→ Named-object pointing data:
+++++

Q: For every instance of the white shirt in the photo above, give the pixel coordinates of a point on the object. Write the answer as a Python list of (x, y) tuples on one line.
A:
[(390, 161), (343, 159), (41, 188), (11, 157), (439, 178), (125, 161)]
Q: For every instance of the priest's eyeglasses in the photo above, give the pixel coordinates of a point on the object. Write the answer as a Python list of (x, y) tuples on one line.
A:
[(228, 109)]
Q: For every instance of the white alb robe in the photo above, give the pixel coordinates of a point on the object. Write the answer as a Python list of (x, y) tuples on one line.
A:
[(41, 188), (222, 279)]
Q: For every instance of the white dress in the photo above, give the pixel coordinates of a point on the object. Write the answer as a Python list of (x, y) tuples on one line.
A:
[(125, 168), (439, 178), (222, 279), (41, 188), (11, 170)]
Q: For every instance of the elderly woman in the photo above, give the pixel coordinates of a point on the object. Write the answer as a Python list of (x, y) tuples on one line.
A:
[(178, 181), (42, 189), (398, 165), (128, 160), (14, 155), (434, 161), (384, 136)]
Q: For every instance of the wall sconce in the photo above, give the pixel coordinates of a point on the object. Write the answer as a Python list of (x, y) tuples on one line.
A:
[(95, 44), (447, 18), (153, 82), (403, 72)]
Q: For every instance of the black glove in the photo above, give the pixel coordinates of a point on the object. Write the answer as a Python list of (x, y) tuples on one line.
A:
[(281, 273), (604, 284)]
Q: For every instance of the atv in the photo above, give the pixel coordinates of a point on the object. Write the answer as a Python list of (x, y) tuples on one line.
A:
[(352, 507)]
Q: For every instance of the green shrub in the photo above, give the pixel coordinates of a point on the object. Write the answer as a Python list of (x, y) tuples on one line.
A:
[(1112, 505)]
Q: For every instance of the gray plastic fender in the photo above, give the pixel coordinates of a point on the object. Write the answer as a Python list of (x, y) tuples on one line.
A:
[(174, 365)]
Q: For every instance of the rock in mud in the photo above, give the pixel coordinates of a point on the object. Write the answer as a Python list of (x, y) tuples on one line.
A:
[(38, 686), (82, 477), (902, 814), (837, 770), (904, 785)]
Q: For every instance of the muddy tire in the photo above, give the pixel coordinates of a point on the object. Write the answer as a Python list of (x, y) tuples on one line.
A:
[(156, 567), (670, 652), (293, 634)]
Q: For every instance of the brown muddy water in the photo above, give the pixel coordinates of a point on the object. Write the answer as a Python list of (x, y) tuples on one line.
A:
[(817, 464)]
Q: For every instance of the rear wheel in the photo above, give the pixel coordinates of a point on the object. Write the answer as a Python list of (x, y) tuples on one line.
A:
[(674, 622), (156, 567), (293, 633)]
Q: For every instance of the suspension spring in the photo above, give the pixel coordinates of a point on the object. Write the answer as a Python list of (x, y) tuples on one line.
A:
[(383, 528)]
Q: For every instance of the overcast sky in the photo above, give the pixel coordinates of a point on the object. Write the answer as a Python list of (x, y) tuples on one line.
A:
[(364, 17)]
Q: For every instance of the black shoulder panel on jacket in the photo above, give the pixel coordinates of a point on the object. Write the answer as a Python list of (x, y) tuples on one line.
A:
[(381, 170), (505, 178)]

+++++

→ WHAT YOU NEED TO DO: Change "one line" to "a single line" throughout the data above, and write out all of the data again with nothing else altered.

→ REPLY:
Q: For every instance of the white shirt in the photo above, give the pixel coordinates of a point on the object. Write the answer as a Python list of (x, y) tuples on a single line.
A:
[(390, 161), (343, 159), (41, 188), (11, 157), (439, 178), (125, 161)]
Q: For every instance of the priest's eyeglasses in the photo above, give the pixel coordinates of a point on the object. Write the answer as a Python list of (x, y) tuples on a single line.
A:
[(228, 109)]
Q: For every instance of the white alb robe in the photo above, give the pixel coordinates of a point on the object. Write the answer as a Python list of (x, y) tuples on a single line.
A:
[(41, 188), (222, 279)]
Q: For every instance of the white dress in the photo above, give the pixel coordinates of a point on the object. Write the answer as a Python list of (x, y) tuples on a single line.
A:
[(125, 168), (439, 178), (222, 279), (41, 188), (11, 170)]
Q: For every instance of the elderly woman in the photo above, give the pixel coordinates of a point on the object. Write the answer as a Python list of (x, y) tuples on a single line.
A:
[(178, 181), (42, 189), (398, 165), (128, 160), (14, 155), (434, 161), (384, 136)]
Q: For every instance of the wall sconce in the photo above, give the pixel coordinates of a point on the object. Write the answer as a Python list of (x, y) tuples on a single line.
A:
[(95, 44), (447, 18), (153, 82), (403, 72)]
Q: For every instance of the black glove in the photo above, give the pixel coordinates of a point on the object. Write the answer as a Python list of (x, y) tuples on a single line.
A:
[(281, 273), (604, 284)]
Q: For every instance of the atv in the photo above, give the pixel coordinates of a point on the object. Write the answer as a Python list of (x, y) tuples on a single line.
A:
[(352, 507)]
Q: For every instance of the green shrub in the photo above, give the pixel coordinates of a point on the object. Write the answer as a Python list of (x, y) tuples on a single line.
A:
[(1112, 505)]
Q: For every instance of the gray plastic fender in the photo above, give the pixel coordinates of a point on the object. Write the answer as a Python list of (x, y) tuples on a single line.
A:
[(174, 365)]
Q: For every instance of the rock in mud in the photo above, give the pixel coordinates of a point on the object. Write the answer as a Python list of (x, y) tuples on a single line.
A:
[(38, 686), (82, 477), (902, 814), (837, 770), (904, 785)]
Q: For every instance of the muddy tire in the photo above, give the pixel coordinates of a point on the object. Write the answer as a Python list of (x, y) tuples on a single line.
A:
[(156, 567), (670, 652), (293, 634)]
Q: For every instance of the brown muddy water in the photo above, give the pixel coordinates of a point on the object. Write the answer as a Python list of (x, y) tuples on a single line.
A:
[(817, 464)]
Q: For every instance of the rear wheel in the photo above, give the pixel coordinates of a point on the object. Write the answer as a Python list of (x, y) tuples on a single line.
A:
[(674, 622), (156, 567), (293, 633)]
Q: For every instance of the suspension spring in the photo above, give the pixel coordinates of a point on the object. Write the answer as a Python list of (x, y) tuples on a single line.
A:
[(383, 528)]
Q: For every instance of the overcast sky in the photo above, give the pixel coordinates of a point on the object. Write the answer as a Python list of (x, y) tuples on a single line.
A:
[(364, 17)]
Q: For every instance of the black shoulder panel on jacket in the photo above, give the pixel coordinates of a point on the object. Write the answer as a Python list of (x, y) tuples on a single line.
A:
[(381, 170), (505, 178)]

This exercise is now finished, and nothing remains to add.